- [LISTED ENTRIES]:

________________________________________

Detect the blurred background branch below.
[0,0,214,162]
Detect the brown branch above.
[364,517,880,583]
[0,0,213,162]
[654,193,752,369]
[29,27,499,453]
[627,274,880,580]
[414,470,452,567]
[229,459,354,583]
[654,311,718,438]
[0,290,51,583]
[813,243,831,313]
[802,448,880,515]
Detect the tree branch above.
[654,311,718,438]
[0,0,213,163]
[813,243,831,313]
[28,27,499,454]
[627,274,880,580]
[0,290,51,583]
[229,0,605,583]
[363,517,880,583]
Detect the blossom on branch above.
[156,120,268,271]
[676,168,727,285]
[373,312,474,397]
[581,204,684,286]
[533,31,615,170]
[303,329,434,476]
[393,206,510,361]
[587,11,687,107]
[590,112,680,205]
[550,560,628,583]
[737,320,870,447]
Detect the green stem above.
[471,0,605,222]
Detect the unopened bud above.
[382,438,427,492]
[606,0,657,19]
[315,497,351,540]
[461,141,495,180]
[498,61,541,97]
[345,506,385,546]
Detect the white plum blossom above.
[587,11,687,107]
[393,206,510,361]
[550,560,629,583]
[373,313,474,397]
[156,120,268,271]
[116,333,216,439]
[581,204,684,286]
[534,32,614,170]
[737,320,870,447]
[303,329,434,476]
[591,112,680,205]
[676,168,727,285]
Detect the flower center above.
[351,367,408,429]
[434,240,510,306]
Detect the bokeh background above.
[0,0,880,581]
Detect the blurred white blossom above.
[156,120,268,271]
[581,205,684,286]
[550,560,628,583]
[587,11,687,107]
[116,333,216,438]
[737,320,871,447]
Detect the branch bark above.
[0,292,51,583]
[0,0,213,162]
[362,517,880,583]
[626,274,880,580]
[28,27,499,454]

________________________________________

Copy out the entire listing above line for line, changing nothing.

- [THE RESULT]:
Detect the blurred background branch below.
[0,0,214,162]
Detect the brown branch above.
[364,517,880,583]
[0,0,213,162]
[654,193,752,369]
[29,27,499,453]
[627,274,880,580]
[414,470,452,567]
[229,459,354,583]
[654,311,718,438]
[0,290,51,583]
[813,243,831,313]
[802,448,880,515]
Detect the tree branch above.
[654,311,718,438]
[0,0,213,163]
[813,243,831,313]
[28,27,499,454]
[627,274,880,580]
[0,290,51,583]
[229,0,605,583]
[363,517,880,583]
Detect the blossom on branch above.
[156,120,268,271]
[676,168,727,285]
[373,312,474,397]
[581,204,684,286]
[533,31,615,170]
[303,329,434,476]
[393,206,510,361]
[587,11,687,107]
[590,112,680,205]
[550,560,628,583]
[737,320,870,447]
Detect the green stem above.
[471,0,605,222]
Detect the unopened bud above.
[382,438,427,492]
[606,0,657,19]
[315,497,351,540]
[461,141,495,180]
[498,61,541,97]
[345,506,385,546]
Detect the white plum blossom above.
[587,11,687,107]
[393,206,510,361]
[550,560,629,583]
[373,313,474,397]
[156,120,268,271]
[116,333,216,439]
[581,204,684,286]
[534,32,614,170]
[737,320,870,447]
[303,329,434,476]
[591,112,680,205]
[676,168,727,285]
Detect the flower center above.
[351,367,408,429]
[434,240,510,306]
Detect the bokeh background above.
[0,0,880,581]
Detect the blurred white blossom above.
[156,120,268,271]
[581,205,684,286]
[550,560,628,583]
[587,11,687,107]
[116,333,216,438]
[737,320,871,447]
Detect the branch bark above.
[0,292,51,583]
[0,0,213,162]
[362,517,880,583]
[626,274,880,580]
[28,27,499,454]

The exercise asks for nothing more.